* [Extrait du texte]:
==========
La 1e journée se passe vraiment bien, nous marchons à un bon rythme en montée et nous trottinons dans les descentes. Les paysages sont magnifiques, les kilomètres défilent.




Nous avons même le plaisir de croiser un jeune espoir du team Salomon, qui disparaît en un clin d’oeil. Son rythme est assez impressionnant.



Nous arrivons à la base vie un peu avant 10h du soir. Comme nous nous sentons bien tous les deux, nous choisissons de nous arrêter seulement une heure, le temps de se changer et de prendre un bon repas chaud. Ce sera ma première bière (et dernière) bière de la course. Pour Edouard, ce sera la 1e d'une longue série. Ce sera également le 1e bol de pâtes, des dizaines d’autres suivront.



  • Valgrisenche - Cogne (104 km, 9200 D+, 31h40)

Nous repartons affronter la nuit. La fin de la montée au col Entrelor qui culmine à 3004 mètres sera très dure pour moi, je ressens une grosse fatigue et je fais même une micro-sieste, allongé au bord du chemin. Je finis par arriver au sommet avec les premières lueurs du jour, l’ambiance est magique. Au début de la descente, je retrouve Edouard qui avait pris quelques longueurs d’avance dans la montée. Avec l’arrivée du jour, le sommeil est parti et je me sens à nouveau bien. 



Après une longue descente dans un décor très minéral, nous arrivons en fin de vallée à Eaux-Rousses où nous nous octroyons une sieste d’une heure après 29h de course. Nous savons que le prochain morceau sera costaud. En effet, nous attendent 12 km et quasiment 2000m de D+ pour monter au col du Lozon, le point culminant de la course à 3299 mètres. La 1e partie en forêt se monte tranquillement jusqu’au refuge Cassoto di Levionaz. Ensuite nous passons dans un décor de haute montagne où on peine à imaginer qu’il y a un chemin qui traverse ces montagnes. La fin de la montée est interminable et j’entends Edouard derrière moi qui souffre comme rarement (effet de l’altitude peut-être). Enfin nous arrivons au col.



Vous me voyez venir, après la montée, on repart pour une longue descente (spoiler alert: ça va être beaucoup comme ça ;-) pour descendre en fin de vallée jusqu’à la ville de Cogne où se trouve la 2e base vie. Pour l’instant, tout va bien, la cheville d’Edouard tient le coup et on est bien. On en profite pour passer un coup de fil à Christophe, finisher du ToR quelques années auparavant pour prendre des infos sur la suite du programme. Nous arrivons à la base vie à 17h40. Nous nous octroyons une longue pause cette fois-ci. Nous prenons le temps de nous laver, d’aller aux soins (bandage préventif des pieds pour moi, massage pour Edouard), sieste de 2h, puis repas. Au final, nous resterons environ 5h30 à la base vie avant de repartir un peu après 11h pour affronter la nuit.
==========
Données enregistrées
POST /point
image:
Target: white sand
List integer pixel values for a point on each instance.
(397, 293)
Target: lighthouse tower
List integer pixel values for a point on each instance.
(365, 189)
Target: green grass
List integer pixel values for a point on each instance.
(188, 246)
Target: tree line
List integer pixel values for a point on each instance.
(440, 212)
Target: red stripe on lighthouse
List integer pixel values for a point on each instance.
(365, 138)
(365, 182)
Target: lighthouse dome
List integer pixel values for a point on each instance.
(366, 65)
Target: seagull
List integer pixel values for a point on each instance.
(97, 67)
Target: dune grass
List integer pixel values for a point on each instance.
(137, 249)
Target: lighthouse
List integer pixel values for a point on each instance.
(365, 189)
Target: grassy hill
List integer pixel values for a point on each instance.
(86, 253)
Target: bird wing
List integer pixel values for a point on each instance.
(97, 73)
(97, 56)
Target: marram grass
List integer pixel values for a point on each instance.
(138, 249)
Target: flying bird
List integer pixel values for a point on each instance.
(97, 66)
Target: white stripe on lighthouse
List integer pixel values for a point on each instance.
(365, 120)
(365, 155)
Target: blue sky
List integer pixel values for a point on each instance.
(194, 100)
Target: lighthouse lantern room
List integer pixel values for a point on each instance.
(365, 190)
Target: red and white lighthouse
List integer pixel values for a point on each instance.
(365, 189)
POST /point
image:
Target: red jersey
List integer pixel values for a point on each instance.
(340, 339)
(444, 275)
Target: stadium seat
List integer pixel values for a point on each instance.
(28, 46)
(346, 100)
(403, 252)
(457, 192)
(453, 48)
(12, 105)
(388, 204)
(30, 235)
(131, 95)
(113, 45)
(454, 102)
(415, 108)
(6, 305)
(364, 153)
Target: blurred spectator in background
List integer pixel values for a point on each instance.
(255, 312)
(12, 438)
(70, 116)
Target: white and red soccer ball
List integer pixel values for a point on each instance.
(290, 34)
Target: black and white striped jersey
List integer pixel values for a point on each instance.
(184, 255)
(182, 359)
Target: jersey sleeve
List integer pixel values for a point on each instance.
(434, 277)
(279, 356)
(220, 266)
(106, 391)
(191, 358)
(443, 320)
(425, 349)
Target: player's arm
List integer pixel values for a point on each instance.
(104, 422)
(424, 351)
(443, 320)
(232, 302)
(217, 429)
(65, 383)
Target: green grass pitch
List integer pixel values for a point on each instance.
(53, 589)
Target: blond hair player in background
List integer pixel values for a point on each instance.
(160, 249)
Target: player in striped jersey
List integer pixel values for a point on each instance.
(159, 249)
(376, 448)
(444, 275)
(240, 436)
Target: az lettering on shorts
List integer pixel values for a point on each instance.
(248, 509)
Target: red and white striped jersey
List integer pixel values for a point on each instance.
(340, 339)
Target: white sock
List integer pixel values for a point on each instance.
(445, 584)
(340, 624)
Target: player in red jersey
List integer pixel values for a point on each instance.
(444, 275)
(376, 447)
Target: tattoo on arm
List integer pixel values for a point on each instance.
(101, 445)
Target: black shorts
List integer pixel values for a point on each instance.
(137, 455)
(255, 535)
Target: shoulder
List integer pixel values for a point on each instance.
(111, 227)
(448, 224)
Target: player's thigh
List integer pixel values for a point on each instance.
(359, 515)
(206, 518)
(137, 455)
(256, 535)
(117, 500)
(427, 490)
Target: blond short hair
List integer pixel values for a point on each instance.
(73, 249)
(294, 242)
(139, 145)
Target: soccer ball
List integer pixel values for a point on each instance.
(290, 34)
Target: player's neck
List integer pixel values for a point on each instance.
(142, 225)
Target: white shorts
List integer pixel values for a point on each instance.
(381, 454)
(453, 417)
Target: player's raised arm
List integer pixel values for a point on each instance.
==========
* [Consignes]:
[1] Répondez à ces questions d'après le récit :
(a) À quelle heure environ les coureurs arrivent-ils à la première base vie ?
(b) À quelle altitude culmine le col Entrelor ?
(c) Combien de temps restent-ils à peu près à la base vie de Cogne ?
[2] Citez le passage du récit qui commence par les mots « La 1e journée » et s'arrête après les mots « est assez impressionnant. ».
Appuyez-vous uniquement sur le récit.

* [Corrigés]:
[1]
(a) Un peu avant 10h du soir.
(b) À 3004 mètres.
(c) Environ 5h30.

[2]
La 1e journée se passe vraiment bien, nous marchons à un bon rythme en montée et nous trottinons dans les descentes. Les paysages sont magnifiques, les kilomètres défilent.




Nous avons même le plaisir de croiser un jeune espoir du team Salomon, qui disparaît en un clin d’oeil. Son rythme est assez impressionnant.